* _CONSIGNE_: Modifiez la liste en remplaçant partout « thickest part » par « widest part », sans toucher au reste du texte. Laissez les images hors de votre réponse.

◆ ◆ ◆ ◆

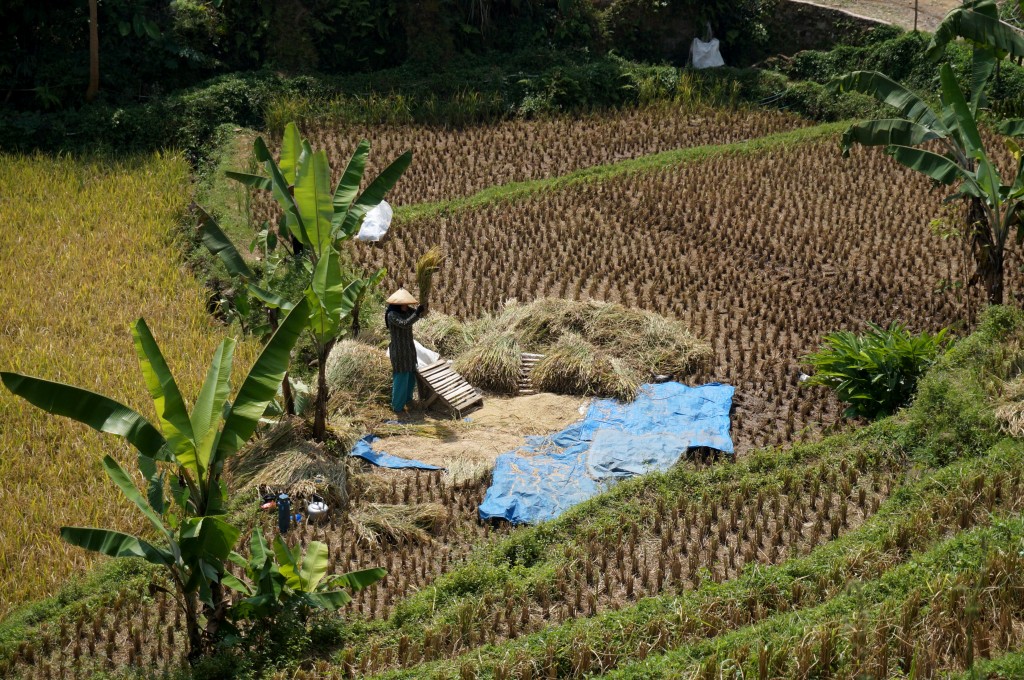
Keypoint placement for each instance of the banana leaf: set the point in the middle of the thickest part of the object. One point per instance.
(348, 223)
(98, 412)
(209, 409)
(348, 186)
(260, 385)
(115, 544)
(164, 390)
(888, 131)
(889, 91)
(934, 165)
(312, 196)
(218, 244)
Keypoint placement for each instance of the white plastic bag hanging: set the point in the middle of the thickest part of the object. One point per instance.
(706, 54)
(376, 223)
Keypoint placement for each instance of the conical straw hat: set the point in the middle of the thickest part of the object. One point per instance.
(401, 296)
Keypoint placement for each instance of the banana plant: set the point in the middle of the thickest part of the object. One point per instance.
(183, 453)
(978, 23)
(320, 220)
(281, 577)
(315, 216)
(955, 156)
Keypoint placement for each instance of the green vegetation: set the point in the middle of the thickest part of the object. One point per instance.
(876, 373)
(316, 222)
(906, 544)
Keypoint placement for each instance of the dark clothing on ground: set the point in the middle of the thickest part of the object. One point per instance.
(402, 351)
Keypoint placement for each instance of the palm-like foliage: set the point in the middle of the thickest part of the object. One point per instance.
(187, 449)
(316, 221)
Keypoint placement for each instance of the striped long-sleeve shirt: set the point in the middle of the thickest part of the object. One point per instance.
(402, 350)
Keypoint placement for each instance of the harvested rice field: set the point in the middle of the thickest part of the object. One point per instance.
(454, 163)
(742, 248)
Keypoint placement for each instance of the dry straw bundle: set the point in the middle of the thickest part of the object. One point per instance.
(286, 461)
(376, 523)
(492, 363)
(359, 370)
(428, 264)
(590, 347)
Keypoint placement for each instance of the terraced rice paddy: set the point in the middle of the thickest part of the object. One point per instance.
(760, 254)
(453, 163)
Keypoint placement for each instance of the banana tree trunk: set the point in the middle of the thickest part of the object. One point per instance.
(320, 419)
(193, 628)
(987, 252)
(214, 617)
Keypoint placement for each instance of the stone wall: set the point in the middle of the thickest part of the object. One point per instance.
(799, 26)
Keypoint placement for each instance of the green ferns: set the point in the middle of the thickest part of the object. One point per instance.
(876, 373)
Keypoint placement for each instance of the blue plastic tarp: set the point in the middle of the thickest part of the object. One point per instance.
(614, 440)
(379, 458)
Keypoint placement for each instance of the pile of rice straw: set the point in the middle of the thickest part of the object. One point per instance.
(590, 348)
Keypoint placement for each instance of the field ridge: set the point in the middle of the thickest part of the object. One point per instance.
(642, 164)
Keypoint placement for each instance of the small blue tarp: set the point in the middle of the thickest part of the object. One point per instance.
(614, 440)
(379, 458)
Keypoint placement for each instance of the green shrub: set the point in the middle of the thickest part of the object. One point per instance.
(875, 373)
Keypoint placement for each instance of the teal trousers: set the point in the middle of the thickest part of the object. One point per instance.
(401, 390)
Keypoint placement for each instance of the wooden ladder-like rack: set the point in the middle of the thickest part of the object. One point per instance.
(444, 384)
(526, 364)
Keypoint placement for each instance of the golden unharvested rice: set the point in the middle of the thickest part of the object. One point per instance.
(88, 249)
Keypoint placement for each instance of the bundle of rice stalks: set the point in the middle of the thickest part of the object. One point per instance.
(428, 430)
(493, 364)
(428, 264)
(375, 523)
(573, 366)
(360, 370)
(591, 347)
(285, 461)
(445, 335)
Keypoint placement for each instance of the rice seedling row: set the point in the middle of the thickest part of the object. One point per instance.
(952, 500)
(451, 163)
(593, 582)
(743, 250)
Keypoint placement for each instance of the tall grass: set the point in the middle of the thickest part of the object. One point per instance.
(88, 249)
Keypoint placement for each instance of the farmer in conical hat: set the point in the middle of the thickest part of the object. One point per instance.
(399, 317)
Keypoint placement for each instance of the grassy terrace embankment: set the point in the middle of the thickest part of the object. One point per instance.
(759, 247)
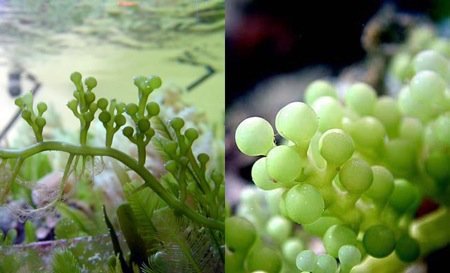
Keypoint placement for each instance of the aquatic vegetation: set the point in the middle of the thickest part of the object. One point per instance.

◆ ◆ ◆ ◆

* _RÉPONSE ATTENDUE_:
Keypoint placement for each instance of the banana leaf: set the point in the middle of the widest part of the object. One point per instance.
(348, 223)
(98, 412)
(209, 409)
(348, 186)
(260, 385)
(115, 544)
(164, 390)
(888, 131)
(889, 91)
(934, 165)
(312, 196)
(218, 244)
Keypoint placement for each instance of the white plastic bag hanging: set the point in the middle of the widest part of the object. One point per instance.
(706, 54)
(376, 223)
Keypoint placement for each instance of the conical straw hat: set the point in the middle of the widest part of the object. One point per instance.
(401, 296)
Keypoint placement for each instance of the banana plant: set the point in the middle of the widest part of the object. One point per instance.
(183, 453)
(978, 23)
(320, 220)
(281, 577)
(315, 216)
(955, 156)
Keypoint placement for each instance of the green vegetation: set the point in the middle of the widest part of the object. One point per instance.
(876, 373)
(316, 222)
(906, 544)
Keypoint placement for each instance of the dark clothing on ground: set the point in the middle of the widest part of the object. One point per instance.
(402, 351)
Keypoint placement for each instance of the palm-like foliage: set the point in the middle of the widest part of the object. One point per instance.
(187, 449)
(316, 221)
Keypoint placement for each instance of the striped long-sleeve shirt: set the point in the middle of the widest part of the object. One point per instance.
(402, 350)
Keypoint placement for each instance of the harvested rice field: set the point in the middle of the widest part of the object. One point per instance.
(454, 163)
(742, 248)
Keypoint placement for each instance of the dry straw bundle: set the point in the middle of the widest part of the object. One point per instance.
(286, 461)
(376, 523)
(492, 363)
(359, 370)
(428, 264)
(590, 347)
Keypoint placement for each instance of the terraced rice paddy: set the point in the middle of the widest part of the object. One point per instance.
(760, 254)
(453, 163)
Keypoint placement for each instance of the banana tree trunk: set the point in the middle of the widest part of the object. One point per instance.
(320, 419)
(193, 628)
(987, 252)
(214, 617)
Keypoint placement for each instance of the stone wall: set the point in the middle of the widest part of the object. One point per instance.
(799, 26)
Keypoint placement for each instance of the green ferns: set the point in the middle of the widest part of the object. One point per instance.
(876, 373)
Keypoint placement for each instance of the blue plastic tarp: set the point in the middle of the widest part of the object. One point per instance.
(614, 440)
(379, 458)
Keypoint placement for each instance of the pile of rice straw: set the point in the middle of the widest part of the object. One point per instance.
(590, 348)
Keypoint placement for each instance of the field ridge: set the point in the middle of the widest part of the object. One point per instance.
(642, 164)
Keypoint placement for each instance of the small blue tarp: set the point in the middle of the widest part of the object. One point per instance.
(614, 440)
(379, 458)
Keypoint placement for each instance of the green shrub: set the point in the middle of the widest part of the object. One point per instance.
(875, 373)
Keypoint placement for each instance of the teal trousers: set the point in the middle of the widest part of the object. One point per instance.
(401, 390)
Keypoint placement for each instance of the wooden ladder-like rack: set the point in the middle of the widest part of the object. One point per instance.
(444, 384)
(526, 364)
Keypoint placement for each instance of the golden unharvested rice: set the point in the middle of the widest part of the object. One point per instance.
(88, 249)
Keypoint placement for each instance of the bundle of rice stalks: set the point in the middle of the widest part of the object. One point per instance.
(428, 430)
(493, 364)
(428, 264)
(375, 523)
(573, 366)
(360, 370)
(591, 347)
(285, 461)
(445, 335)
Keypoint placement for each instance of the rice seedling row: set the point in the middle of the widest part of the object. One point per instance.
(952, 500)
(451, 163)
(593, 582)
(743, 250)
Keypoint placement for each instance of the tall grass: set the point in the middle of the widest part of the object. One point per instance.
(88, 249)
Keypoint placement for each instance of the farmer in conical hat: set the point in the middle of the widest part of the object. One point per instance.
(399, 317)
Keypoint placement for each instance of the grassy terrace embankment: set the point in the middle of the widest part of the object. One point per instance.
(759, 247)
Keypoint placement for each instance of the aquatic vegetation: set the point in the middle of the widest part of the object. One point per instance.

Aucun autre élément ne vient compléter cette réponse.